From the listing below, extract every line containing "door".

Data for analysis »
━━━━
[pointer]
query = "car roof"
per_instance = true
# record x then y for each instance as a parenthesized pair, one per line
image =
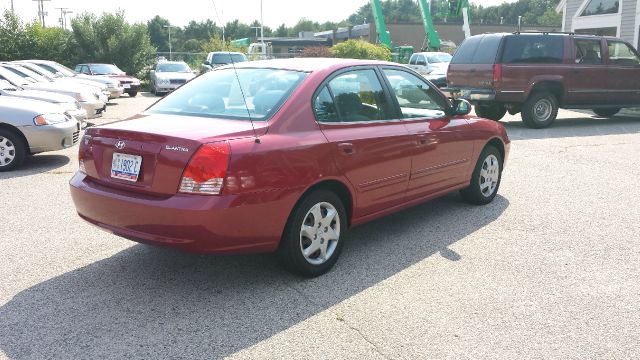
(309, 64)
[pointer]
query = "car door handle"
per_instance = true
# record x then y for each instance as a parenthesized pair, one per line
(346, 148)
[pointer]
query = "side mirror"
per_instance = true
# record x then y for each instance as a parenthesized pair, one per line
(461, 107)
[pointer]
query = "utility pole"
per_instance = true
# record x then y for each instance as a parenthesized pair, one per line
(169, 27)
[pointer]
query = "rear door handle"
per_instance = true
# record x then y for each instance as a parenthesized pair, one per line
(346, 148)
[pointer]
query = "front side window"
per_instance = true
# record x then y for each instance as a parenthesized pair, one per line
(600, 7)
(416, 98)
(588, 51)
(622, 54)
(358, 96)
(533, 49)
(240, 94)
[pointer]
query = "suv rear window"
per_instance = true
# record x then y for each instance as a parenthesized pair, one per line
(533, 49)
(468, 52)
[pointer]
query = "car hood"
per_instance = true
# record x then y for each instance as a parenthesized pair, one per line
(41, 95)
(14, 105)
(175, 75)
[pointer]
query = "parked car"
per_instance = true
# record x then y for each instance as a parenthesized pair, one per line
(537, 73)
(66, 102)
(426, 63)
(283, 155)
(45, 75)
(90, 100)
(131, 84)
(169, 75)
(31, 126)
(219, 58)
(114, 87)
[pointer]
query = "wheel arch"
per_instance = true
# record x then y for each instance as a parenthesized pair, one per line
(15, 130)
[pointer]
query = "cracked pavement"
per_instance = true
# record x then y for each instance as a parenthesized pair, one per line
(550, 269)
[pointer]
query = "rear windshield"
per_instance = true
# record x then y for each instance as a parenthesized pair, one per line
(481, 49)
(533, 49)
(241, 94)
(225, 58)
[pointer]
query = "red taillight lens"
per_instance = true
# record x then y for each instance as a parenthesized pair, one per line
(206, 170)
(497, 73)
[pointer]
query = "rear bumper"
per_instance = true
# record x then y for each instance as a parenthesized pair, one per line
(52, 137)
(193, 223)
(472, 94)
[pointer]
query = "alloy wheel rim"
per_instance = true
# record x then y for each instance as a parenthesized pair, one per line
(7, 151)
(542, 109)
(489, 175)
(320, 233)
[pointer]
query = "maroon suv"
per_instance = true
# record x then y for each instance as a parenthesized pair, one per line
(536, 73)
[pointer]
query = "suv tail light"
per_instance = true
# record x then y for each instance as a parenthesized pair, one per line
(497, 73)
(207, 169)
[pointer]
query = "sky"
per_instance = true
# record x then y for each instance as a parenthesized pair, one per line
(275, 12)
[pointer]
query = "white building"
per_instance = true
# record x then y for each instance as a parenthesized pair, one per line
(619, 18)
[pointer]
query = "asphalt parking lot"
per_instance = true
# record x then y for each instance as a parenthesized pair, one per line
(550, 269)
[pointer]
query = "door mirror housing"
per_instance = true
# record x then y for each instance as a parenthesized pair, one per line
(460, 107)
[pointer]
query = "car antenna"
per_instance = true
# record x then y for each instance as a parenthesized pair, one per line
(235, 71)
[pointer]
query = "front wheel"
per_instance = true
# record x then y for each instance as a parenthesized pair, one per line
(491, 111)
(12, 150)
(311, 242)
(606, 112)
(540, 110)
(485, 180)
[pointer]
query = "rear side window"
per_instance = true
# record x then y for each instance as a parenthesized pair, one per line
(478, 50)
(533, 49)
(621, 54)
(588, 51)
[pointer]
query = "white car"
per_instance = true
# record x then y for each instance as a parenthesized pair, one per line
(427, 62)
(30, 127)
(69, 104)
(114, 87)
(90, 100)
(169, 75)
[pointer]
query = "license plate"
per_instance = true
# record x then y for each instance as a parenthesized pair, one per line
(125, 167)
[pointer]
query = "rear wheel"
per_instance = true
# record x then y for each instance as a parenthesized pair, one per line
(311, 242)
(491, 111)
(485, 180)
(607, 112)
(12, 150)
(540, 110)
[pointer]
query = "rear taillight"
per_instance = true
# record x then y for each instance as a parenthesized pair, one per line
(497, 73)
(206, 170)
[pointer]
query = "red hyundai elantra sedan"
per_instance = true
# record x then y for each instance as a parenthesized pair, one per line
(285, 156)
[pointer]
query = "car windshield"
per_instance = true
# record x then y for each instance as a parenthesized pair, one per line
(438, 58)
(227, 58)
(242, 94)
(173, 67)
(105, 69)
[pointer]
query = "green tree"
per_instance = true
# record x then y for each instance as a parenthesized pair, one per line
(358, 49)
(111, 39)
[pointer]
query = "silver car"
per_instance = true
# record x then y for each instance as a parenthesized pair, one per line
(169, 75)
(114, 87)
(90, 101)
(30, 127)
(68, 103)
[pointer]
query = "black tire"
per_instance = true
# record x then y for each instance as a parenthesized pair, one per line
(540, 110)
(606, 112)
(290, 253)
(12, 150)
(491, 111)
(475, 193)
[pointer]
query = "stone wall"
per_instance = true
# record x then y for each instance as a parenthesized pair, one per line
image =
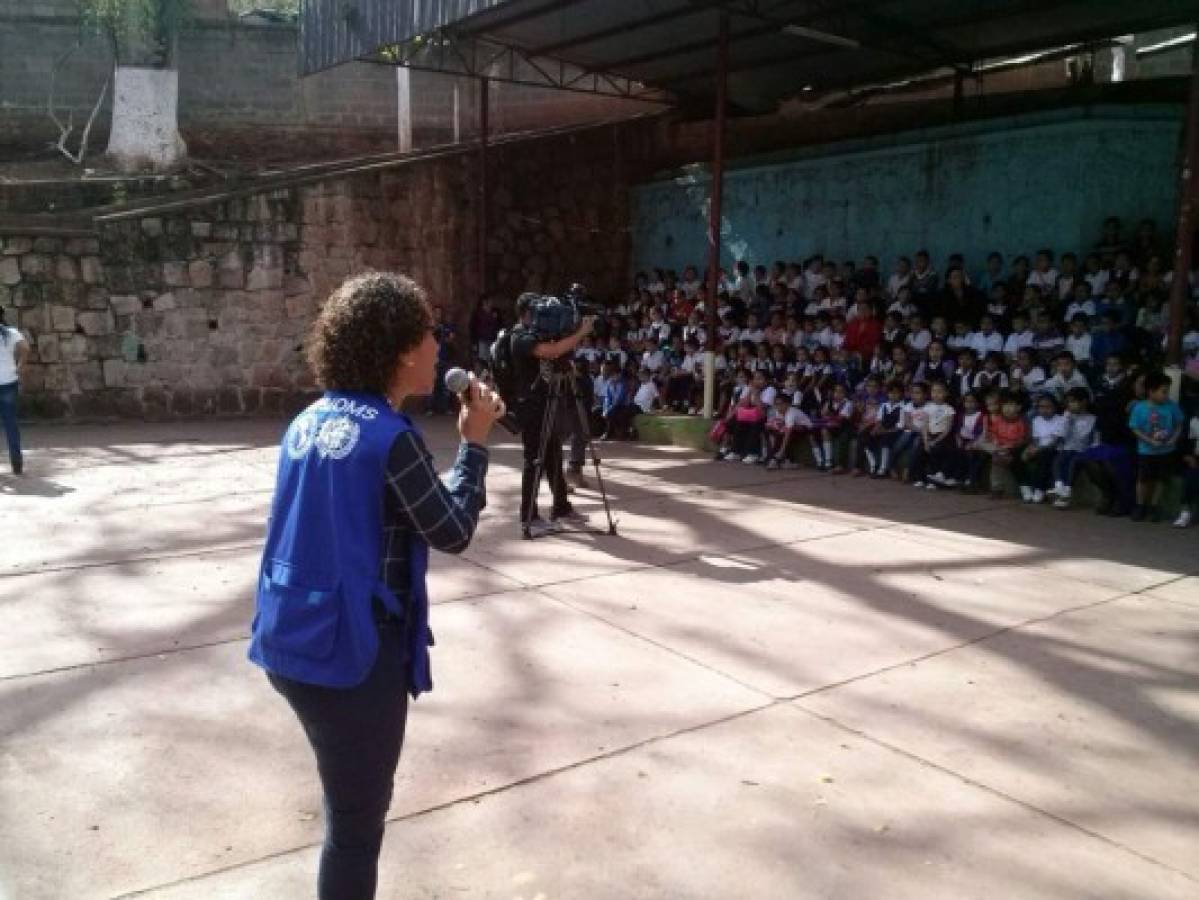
━━━━
Response to this exercise »
query = "car door handle"
query = "rear door handle"
query = "door mirror housing"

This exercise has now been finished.